■ **Exercise goal**
Output all of the records exactly as written.

· · ·

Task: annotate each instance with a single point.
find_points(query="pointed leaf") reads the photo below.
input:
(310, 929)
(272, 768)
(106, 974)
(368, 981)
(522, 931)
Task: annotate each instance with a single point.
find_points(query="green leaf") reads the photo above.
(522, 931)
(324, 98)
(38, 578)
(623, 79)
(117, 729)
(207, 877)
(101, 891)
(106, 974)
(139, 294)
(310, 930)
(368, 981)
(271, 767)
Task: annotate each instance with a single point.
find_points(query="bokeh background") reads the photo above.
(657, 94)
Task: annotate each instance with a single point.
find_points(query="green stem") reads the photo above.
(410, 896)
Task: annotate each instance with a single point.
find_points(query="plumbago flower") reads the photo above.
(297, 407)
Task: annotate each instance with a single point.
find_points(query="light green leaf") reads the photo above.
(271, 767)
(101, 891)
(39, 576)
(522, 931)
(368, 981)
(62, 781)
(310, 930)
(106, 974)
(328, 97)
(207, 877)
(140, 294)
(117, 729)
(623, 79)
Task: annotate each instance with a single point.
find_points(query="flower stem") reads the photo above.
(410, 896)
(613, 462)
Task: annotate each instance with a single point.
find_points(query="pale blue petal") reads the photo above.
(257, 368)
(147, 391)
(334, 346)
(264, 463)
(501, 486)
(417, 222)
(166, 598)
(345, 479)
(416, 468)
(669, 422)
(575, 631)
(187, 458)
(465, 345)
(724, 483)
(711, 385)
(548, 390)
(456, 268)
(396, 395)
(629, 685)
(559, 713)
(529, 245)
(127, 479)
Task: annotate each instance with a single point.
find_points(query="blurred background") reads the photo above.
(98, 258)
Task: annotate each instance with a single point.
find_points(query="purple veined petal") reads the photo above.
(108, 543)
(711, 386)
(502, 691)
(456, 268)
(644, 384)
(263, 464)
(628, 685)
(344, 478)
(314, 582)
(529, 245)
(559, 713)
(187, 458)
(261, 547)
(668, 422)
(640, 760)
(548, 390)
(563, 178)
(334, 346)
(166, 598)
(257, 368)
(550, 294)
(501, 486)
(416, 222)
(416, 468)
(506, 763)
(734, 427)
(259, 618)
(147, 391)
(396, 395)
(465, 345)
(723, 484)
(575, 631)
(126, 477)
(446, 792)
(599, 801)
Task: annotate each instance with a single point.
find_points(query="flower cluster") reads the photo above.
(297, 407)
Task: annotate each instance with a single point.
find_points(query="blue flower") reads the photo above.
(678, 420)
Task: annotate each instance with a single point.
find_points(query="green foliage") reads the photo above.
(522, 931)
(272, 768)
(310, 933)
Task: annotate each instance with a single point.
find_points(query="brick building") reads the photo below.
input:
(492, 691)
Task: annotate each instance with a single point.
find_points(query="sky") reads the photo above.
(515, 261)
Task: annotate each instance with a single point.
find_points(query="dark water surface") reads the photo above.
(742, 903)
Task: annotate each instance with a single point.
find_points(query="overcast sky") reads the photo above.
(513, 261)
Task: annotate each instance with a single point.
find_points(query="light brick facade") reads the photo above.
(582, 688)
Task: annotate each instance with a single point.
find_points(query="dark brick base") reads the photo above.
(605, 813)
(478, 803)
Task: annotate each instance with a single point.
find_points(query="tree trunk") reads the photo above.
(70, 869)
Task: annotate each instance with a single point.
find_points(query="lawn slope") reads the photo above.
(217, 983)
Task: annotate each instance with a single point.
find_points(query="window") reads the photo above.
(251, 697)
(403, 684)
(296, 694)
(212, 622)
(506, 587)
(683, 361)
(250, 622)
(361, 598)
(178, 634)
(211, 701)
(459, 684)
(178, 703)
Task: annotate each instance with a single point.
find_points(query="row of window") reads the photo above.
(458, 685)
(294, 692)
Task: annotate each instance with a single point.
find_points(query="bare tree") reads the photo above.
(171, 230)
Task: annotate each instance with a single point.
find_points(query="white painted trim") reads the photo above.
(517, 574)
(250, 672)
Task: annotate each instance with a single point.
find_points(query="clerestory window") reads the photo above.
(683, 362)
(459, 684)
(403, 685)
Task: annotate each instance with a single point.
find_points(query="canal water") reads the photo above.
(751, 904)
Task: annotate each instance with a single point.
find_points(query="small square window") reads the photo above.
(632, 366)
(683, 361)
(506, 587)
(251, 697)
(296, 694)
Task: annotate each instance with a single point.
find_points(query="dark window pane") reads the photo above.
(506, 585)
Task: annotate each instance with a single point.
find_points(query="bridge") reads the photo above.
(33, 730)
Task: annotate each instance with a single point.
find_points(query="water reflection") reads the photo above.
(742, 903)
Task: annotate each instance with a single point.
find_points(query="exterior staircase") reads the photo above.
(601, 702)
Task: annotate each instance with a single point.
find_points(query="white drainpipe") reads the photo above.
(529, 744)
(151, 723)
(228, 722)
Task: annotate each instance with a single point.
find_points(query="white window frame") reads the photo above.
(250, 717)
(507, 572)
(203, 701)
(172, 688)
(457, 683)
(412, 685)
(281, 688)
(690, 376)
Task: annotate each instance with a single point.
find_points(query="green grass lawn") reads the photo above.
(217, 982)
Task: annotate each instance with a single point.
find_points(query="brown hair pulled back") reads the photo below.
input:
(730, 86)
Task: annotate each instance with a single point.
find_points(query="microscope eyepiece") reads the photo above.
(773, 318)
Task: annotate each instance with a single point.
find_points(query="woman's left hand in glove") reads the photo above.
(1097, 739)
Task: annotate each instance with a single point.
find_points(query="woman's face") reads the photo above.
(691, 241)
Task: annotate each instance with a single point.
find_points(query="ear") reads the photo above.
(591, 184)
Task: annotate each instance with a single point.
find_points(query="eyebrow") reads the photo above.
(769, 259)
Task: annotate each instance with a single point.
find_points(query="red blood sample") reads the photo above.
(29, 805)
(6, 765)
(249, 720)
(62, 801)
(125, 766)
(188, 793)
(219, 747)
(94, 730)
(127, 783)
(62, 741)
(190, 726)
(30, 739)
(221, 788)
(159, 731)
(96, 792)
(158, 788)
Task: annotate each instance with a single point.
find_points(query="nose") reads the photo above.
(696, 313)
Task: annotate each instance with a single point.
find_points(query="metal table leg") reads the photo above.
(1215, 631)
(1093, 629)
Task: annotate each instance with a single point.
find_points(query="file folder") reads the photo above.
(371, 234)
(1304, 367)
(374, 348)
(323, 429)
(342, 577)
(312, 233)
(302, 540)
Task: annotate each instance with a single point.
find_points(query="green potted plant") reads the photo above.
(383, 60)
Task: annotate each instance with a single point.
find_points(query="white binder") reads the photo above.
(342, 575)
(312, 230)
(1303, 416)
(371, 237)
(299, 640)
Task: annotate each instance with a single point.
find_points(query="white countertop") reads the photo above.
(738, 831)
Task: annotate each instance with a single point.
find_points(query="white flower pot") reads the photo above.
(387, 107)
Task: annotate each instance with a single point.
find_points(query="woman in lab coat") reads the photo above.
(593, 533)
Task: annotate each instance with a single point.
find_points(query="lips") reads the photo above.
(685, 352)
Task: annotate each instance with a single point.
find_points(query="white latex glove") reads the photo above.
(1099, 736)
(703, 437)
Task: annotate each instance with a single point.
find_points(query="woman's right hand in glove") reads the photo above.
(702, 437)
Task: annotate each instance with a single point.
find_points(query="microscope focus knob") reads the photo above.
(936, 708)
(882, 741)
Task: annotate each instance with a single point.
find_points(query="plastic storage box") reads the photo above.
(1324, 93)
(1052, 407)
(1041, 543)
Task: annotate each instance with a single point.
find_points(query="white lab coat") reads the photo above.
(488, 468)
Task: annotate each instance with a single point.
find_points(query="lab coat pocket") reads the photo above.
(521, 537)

· · ·

■ **Solved exercise**
Task: annotate each instance with a single point.
find_points(query="pointed leaf") reads the photo below.
input:
(310, 929)
(272, 768)
(106, 974)
(368, 981)
(522, 931)
Task: annotate each instance with a single point.
find_points(query="green leaf") reads the photo above.
(522, 931)
(324, 98)
(38, 578)
(623, 79)
(117, 729)
(207, 877)
(101, 891)
(106, 974)
(139, 294)
(310, 930)
(368, 981)
(271, 767)
Task: annotate each instance with a single point.
find_points(query="bokeh background") reads the photo above.
(657, 94)
Task: annotate each instance with a single point.
find_points(query="green stem") reads the photo above.
(410, 896)
Task: annotate each instance with a single point.
find_points(query="plumbago flower") reads the photo above.
(297, 407)
Task: annotate each instance with a single point.
find_points(query="light green leaf") reads the photo above.
(271, 767)
(101, 891)
(39, 576)
(522, 931)
(368, 981)
(62, 781)
(310, 930)
(106, 974)
(328, 97)
(207, 877)
(140, 294)
(117, 729)
(623, 79)
Task: annotate each instance with a single point.
find_points(query="flower stem") reads the photo above.
(410, 896)
(613, 462)
Task: annotate each instance with a single point.
find_points(query="pale blue petal") reads the photo above.
(257, 368)
(147, 391)
(334, 346)
(264, 463)
(501, 486)
(417, 222)
(166, 598)
(345, 479)
(416, 468)
(669, 422)
(575, 631)
(187, 458)
(465, 345)
(724, 483)
(711, 385)
(548, 390)
(456, 268)
(396, 395)
(629, 685)
(559, 713)
(529, 245)
(127, 479)
Task: annotate each instance with a single point.
find_points(query="blurred background") reads the photo above.
(98, 258)
Task: annotate each instance with a single point.
find_points(query="purple veined petal") reads the photo above.
(108, 543)
(711, 386)
(502, 691)
(456, 268)
(644, 384)
(263, 464)
(628, 685)
(344, 478)
(314, 582)
(529, 245)
(559, 713)
(187, 458)
(261, 547)
(668, 422)
(640, 760)
(548, 390)
(563, 178)
(334, 346)
(166, 598)
(257, 368)
(550, 294)
(501, 486)
(416, 222)
(416, 468)
(506, 763)
(734, 427)
(259, 618)
(147, 391)
(396, 395)
(465, 345)
(723, 484)
(575, 631)
(126, 477)
(446, 792)
(599, 801)
Task: annotate each instance with a single point.
find_points(query="flower cluster") reads the photo above.
(297, 407)
Task: annotate each instance with a single point.
find_points(query="blue flower") reads the photo above.
(678, 420)
Task: annotate each instance with a single point.
find_points(query="green foliage") reads the photo above.
(522, 931)
(272, 768)
(310, 933)
Task: annotate each instance with a single point.
find_points(query="brick building") reads the photo below.
input:
(492, 691)
Task: annotate each instance with a single point.
find_points(query="sky") reads the photo above.
(515, 261)
Task: annotate each instance with a single point.
find_points(query="dark water surface") reads the photo above.
(742, 903)
Task: annotate each instance with a single point.
find_points(query="overcast sky") reads the photo above.
(513, 261)
Task: annotate each instance with a single point.
find_points(query="light brick facade") reads the photo above.
(582, 688)
Task: annotate each instance with a single point.
find_points(query="dark brick base") reads the photo above.
(605, 813)
(478, 803)
Task: annotate each instance with a single point.
find_points(query="tree trunk") reads the photo above.
(70, 869)
Task: annotate each instance with a single point.
find_points(query="lawn slope") reads the photo above.
(217, 983)
Task: annotate each instance with a single point.
find_points(query="window") reads the photo above.
(251, 697)
(403, 684)
(296, 694)
(212, 622)
(506, 587)
(683, 361)
(250, 622)
(361, 598)
(178, 634)
(211, 701)
(459, 684)
(178, 703)
Task: annotate each instance with a single point.
find_points(query="row of window") reads the photo above.
(458, 685)
(294, 692)
Task: annotate each instance with a single point.
find_points(query="bare tree") reads the photo above.
(171, 230)
Task: annotate each instance with a single point.
find_points(query="white painted trim") reads the photo above.
(517, 574)
(250, 672)
Task: annotate each instance with a single point.
find_points(query="clerestory window") reads the photo above.
(683, 362)
(459, 684)
(403, 685)
Task: annotate each instance with a single point.
find_points(query="canal water") reads the photo above.
(751, 904)
Task: annotate each instance with a single point.
find_points(query="small square window") reads the photo above.
(632, 366)
(683, 361)
(506, 587)
(251, 697)
(296, 694)
Task: annotate each instance with a single point.
find_points(query="dark window pane") reads the photo above.
(506, 585)
Task: annotate each instance with a single point.
find_points(query="bridge") reads the photo above.
(33, 730)
Task: annotate each instance with a single point.
find_points(query="water reflection") reads the photo above.
(742, 903)
Task: annotate each instance with a single point.
find_points(query="exterior staircase") reads the photo above.
(601, 702)
Task: annotate each instance with a single point.
find_points(query="white drainpipe") reads the photo above.
(529, 744)
(151, 723)
(228, 722)
Task: annotate each instance with a single point.
find_points(query="white window frame") reads the photo above.
(250, 717)
(507, 572)
(203, 701)
(172, 688)
(457, 683)
(412, 685)
(281, 688)
(690, 376)
Task: annotate each instance with a single point.
find_points(query="green grass lawn") reads the photo above.
(217, 982)
Task: annotate each instance with a single point.
find_points(query="brown hair pulled back") reads the photo below.
input:
(730, 86)
Task: annotate each instance with a single point.
find_points(query="microscope eyepiece") reads the photo above.
(773, 318)
Task: annotate each instance with a single point.
find_points(query="woman's left hand in glove") reads the photo above.
(1097, 739)
Task: annotate each instance with a single point.
find_points(query="woman's face") reads the photo above.
(691, 241)
Task: annotate each instance with a single point.
find_points(query="ear") reads the photo above.
(591, 184)
Task: annotate each instance with a single point.
find_points(query="eyebrow") reads the photo above.
(769, 259)
Task: annotate each instance with a single point.
find_points(query="red blood sample") reads the photo above.
(29, 805)
(6, 765)
(249, 720)
(62, 801)
(125, 766)
(188, 793)
(219, 747)
(94, 730)
(127, 783)
(62, 741)
(190, 726)
(30, 739)
(221, 788)
(159, 731)
(96, 792)
(158, 788)
Task: annotate each instance with a single point.
find_points(query="nose") reads the photo above.
(696, 313)
Task: annotate each instance with a single point.
find_points(query="metal table leg") reads the photo above.
(1215, 631)
(1093, 629)
Task: annotate each instance with a single point.
find_points(query="file folder") reads the photo above.
(371, 234)
(1304, 367)
(374, 348)
(323, 429)
(342, 577)
(312, 233)
(302, 540)
Task: annotate each instance with a single point.
find_points(query="green potted plant") reads the photo above.
(383, 60)
Task: annotate each instance with a single point.
find_points(query="white binder") reads the photo above.
(342, 575)
(312, 230)
(1303, 416)
(371, 237)
(299, 640)
Task: annotate each instance with a single point.
find_points(query="white countertop") reads the photo above.
(738, 831)
Task: annotate each instance with a single point.
find_points(query="white flower pot") reads the photo above.
(387, 107)
Task: annotate each instance with a single point.
find_points(query="woman in lab coat") reads the photo above.
(593, 533)
Task: annotate each instance with a single point.
find_points(query="lips") reads the photo above.
(685, 352)
Task: annotate each instance with a single point.
find_points(query="white latex glove") reads the photo above.
(1099, 736)
(703, 437)
Task: annotate each instance with a single point.
find_points(query="woman's right hand in glove") reads the photo above.
(702, 437)
Task: annotate each instance with a single point.
find_points(query="microscope focus knob") reads the photo above.
(936, 708)
(882, 741)
Task: annotate each instance with a single point.
find_points(query="plastic storage box") reads the photo above.
(1324, 93)
(1052, 407)
(1041, 543)
Task: annotate each instance with a single point.
find_points(query="white lab coat") reads the photo above.
(488, 468)
Task: annotate each instance with a single point.
find_points(query="lab coat pocket") reads the photo above.
(521, 537)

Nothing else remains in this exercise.